*STATED PROBLEM 1*. In the passage on particle velocity, what quantity is the magnitude of a particle's velocity?
*STATED PROBLEM 2*. Write the next part of the passage on particle velocity, picking up after its final sentence.
___ DOCUMENT SEGMENT ___
The velocity of a particle, denoted $\mathbf{v}$ is a vector in the direction of motion. Its magnitude is therefore the speed of the particle.
If a particle is moving for $t$ seconds with constant velocity $\mathbf{v}\mathrm{ms^{-1} }$ it will have moved $\mathbf{v}t\mathrm{m}$. The displacement is parallel to the velocity. The magnitude of the displacement is the distance from the starting point.
What is the speed of a particle that is moving with constant velocity $\mathbf{v} = (4\mathbf{i} + 2\mathbf{j}) ms^{-1}$?
The speed is the magnitude of the velocity so we have \begin{align} \mathbf{v} & = (4\mathbf{i} + 2\mathbf{j}), \\ \lvert \mathbf{v} \rvert & = \sqrt{ 4^2 + 2^2}, \\ & = 2 \sqrt{5}, \\ & = 4.47 \mathrm{ms^{-1} } \text{ (to 3s.f.).} \end{align}
What is the distance moved every $8 \mathrm{seconds}$ by a particle that is moving with constant velocity $\mathbf{v} = (5\mathbf{i} - \mathbf{j})$?
___ DATASET ROWS ___
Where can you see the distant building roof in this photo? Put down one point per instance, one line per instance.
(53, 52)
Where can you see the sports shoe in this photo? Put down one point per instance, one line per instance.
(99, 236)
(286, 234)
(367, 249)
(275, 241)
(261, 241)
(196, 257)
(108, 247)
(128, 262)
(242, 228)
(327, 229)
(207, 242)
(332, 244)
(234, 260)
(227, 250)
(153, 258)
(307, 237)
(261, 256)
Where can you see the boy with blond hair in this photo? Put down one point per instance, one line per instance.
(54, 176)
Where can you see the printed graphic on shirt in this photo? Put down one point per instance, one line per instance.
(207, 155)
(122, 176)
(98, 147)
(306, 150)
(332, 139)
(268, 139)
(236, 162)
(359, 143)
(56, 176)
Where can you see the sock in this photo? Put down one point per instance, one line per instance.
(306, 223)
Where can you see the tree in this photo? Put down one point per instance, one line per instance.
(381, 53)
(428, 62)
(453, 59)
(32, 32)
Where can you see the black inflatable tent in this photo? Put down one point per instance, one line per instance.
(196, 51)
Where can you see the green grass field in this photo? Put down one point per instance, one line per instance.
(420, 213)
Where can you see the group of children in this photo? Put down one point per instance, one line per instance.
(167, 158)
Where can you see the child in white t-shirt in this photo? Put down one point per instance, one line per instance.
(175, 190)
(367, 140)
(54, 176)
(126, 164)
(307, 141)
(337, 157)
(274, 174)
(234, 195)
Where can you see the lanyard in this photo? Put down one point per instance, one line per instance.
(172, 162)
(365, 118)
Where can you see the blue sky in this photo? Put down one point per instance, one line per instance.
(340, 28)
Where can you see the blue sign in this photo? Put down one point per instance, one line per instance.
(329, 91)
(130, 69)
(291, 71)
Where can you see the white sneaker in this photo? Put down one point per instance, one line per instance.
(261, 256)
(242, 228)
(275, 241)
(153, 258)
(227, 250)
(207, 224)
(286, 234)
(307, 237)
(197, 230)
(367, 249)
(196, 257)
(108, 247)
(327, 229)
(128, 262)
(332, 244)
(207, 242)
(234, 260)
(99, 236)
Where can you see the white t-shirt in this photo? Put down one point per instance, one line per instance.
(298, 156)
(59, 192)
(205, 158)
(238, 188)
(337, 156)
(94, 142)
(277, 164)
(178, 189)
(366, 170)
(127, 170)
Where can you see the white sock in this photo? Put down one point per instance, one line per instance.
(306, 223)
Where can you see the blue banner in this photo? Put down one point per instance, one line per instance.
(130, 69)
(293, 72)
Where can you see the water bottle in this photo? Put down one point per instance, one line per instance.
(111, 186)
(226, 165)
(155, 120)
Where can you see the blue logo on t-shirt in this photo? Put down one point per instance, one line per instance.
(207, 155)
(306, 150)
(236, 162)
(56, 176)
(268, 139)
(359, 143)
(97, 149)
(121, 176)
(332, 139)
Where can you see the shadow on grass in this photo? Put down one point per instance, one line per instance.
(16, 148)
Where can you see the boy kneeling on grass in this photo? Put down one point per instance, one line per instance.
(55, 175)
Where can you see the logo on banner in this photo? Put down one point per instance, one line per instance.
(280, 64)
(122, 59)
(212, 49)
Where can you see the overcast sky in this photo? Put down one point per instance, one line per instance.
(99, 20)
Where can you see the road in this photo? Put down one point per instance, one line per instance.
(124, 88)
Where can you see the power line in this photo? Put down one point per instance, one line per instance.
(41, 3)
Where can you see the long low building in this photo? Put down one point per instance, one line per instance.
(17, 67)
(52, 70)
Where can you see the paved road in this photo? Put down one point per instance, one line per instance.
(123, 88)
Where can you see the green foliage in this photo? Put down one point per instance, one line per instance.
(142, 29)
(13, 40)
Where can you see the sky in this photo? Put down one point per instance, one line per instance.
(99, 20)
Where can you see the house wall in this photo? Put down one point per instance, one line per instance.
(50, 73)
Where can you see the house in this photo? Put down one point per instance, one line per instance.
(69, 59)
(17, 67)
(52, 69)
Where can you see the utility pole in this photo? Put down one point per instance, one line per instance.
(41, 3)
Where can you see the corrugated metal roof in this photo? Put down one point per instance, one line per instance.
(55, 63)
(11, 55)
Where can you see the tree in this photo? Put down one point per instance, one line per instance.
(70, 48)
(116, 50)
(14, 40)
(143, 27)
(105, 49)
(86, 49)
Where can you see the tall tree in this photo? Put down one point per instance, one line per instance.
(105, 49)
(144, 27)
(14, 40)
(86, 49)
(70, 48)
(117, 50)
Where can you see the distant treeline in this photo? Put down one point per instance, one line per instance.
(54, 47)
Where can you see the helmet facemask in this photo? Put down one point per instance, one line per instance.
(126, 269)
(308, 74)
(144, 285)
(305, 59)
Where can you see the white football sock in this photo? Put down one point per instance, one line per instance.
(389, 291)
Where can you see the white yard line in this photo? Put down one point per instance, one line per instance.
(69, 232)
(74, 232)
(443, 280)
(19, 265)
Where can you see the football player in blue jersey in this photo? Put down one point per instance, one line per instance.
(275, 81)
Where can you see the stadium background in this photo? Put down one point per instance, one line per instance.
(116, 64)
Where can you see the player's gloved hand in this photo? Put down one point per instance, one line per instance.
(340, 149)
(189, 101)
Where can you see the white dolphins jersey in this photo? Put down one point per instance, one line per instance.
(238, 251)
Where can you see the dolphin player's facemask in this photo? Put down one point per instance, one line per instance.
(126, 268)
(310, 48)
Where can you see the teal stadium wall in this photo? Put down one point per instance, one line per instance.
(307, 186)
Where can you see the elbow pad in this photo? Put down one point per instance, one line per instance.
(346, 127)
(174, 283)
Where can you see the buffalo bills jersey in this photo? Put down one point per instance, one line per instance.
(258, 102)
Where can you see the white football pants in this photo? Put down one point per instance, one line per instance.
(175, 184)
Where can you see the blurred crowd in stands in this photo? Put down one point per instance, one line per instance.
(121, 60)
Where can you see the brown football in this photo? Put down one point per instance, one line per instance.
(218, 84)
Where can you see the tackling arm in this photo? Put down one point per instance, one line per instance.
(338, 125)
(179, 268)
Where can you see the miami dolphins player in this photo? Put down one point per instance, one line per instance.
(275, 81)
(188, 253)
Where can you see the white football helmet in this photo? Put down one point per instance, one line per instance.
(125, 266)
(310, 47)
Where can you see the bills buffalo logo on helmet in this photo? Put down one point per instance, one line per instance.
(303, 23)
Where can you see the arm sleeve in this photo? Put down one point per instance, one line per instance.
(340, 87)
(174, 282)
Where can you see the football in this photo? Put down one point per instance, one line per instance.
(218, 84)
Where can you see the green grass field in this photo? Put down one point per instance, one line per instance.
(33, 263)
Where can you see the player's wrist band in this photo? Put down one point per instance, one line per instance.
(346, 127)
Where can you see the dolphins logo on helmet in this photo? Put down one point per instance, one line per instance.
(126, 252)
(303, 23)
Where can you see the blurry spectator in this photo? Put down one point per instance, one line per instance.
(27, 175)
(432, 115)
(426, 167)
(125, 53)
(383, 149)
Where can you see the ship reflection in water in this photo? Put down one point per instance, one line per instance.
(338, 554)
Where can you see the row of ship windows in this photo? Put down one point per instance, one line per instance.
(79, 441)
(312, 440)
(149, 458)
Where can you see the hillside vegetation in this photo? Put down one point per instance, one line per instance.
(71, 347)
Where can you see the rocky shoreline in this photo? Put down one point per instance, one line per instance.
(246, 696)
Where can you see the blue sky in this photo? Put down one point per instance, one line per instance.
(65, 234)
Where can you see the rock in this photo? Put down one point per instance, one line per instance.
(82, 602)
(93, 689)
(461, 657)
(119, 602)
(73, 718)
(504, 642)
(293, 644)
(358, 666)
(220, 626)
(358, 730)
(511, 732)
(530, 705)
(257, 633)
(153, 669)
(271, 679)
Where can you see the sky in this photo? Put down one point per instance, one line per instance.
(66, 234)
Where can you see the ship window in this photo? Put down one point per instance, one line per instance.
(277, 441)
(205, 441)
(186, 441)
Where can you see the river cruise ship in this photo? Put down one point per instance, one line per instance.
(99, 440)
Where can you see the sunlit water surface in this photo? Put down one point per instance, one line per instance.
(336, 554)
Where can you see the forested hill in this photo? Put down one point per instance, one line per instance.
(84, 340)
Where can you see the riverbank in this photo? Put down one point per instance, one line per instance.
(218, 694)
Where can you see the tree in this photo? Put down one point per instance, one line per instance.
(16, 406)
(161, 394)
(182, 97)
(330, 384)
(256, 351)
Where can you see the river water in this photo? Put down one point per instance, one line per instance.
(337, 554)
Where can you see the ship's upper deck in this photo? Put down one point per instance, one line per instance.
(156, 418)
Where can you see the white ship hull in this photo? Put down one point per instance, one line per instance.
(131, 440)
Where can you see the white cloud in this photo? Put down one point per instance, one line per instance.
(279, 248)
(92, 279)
___
*TASK ANSWER 1*. The magnitude of a particle's velocity is its speed.

*TASK ANSWER 2*.
Here we can use that $\text{displacement} = \mathbf{v} \times t$ to find the distance moved. \begin{align} \text{Displacement} & = \mathbf{v}t, \\ & = (5 \mathbf{i} - \mathbf{j}) \times 8, \\ & = (40 \mathbf{i} - 8 \mathbf{j})\mathrm{m}, \\ \text{Distance} & = \lvert \text{Displacement} \rvert, \\ & = \lvert \mathbf{v} t \rvert, \\ & = \sqrt{40^2 + 8^2}, \\ & = 8 \sqrt{26}, \\ & = 40.792\mathrm{m}. \end{align} Another method would be to calculate the speed and multiply this by the time. \begin{align} \text{speed} & = \sqrt{5^2 + 1^2}, \\ & = \sqrt{26}\mathrm{ms^{-1} }, \\ \text{distance} & = \text{speed} \times \text{time}, \\ & = \sqrt{26} \times 8, \\ & = 40.792\mathrm{m}. \end{align}
If a particle starts from the point with positive vector $\mathbf{r_0}$ and moves with constant velocity $\mathbf{v}$, then it's initial position at time $t$ is $\mathbf{v}t$ and it's position vector $\mathbf{r} = \mathbf{r_0} + \mathbf{v}t$.
Suppose that a particle is at a point with position vector $(3\mathbf{i} - 7\mathbf{j})m$ at time $t=0$ and is moving at a constant velocity. Five seconds later it is at a point with position vector $(6 \mathbf{i} + 7\mathbf{j})m$. What is the velocity of the particle?
We use the formula $\mathbf{r} = \mathbf{r_0} + \mathbf{v}t$ to find the velocity $\mathbf{v}$. We begin by finding the displacement.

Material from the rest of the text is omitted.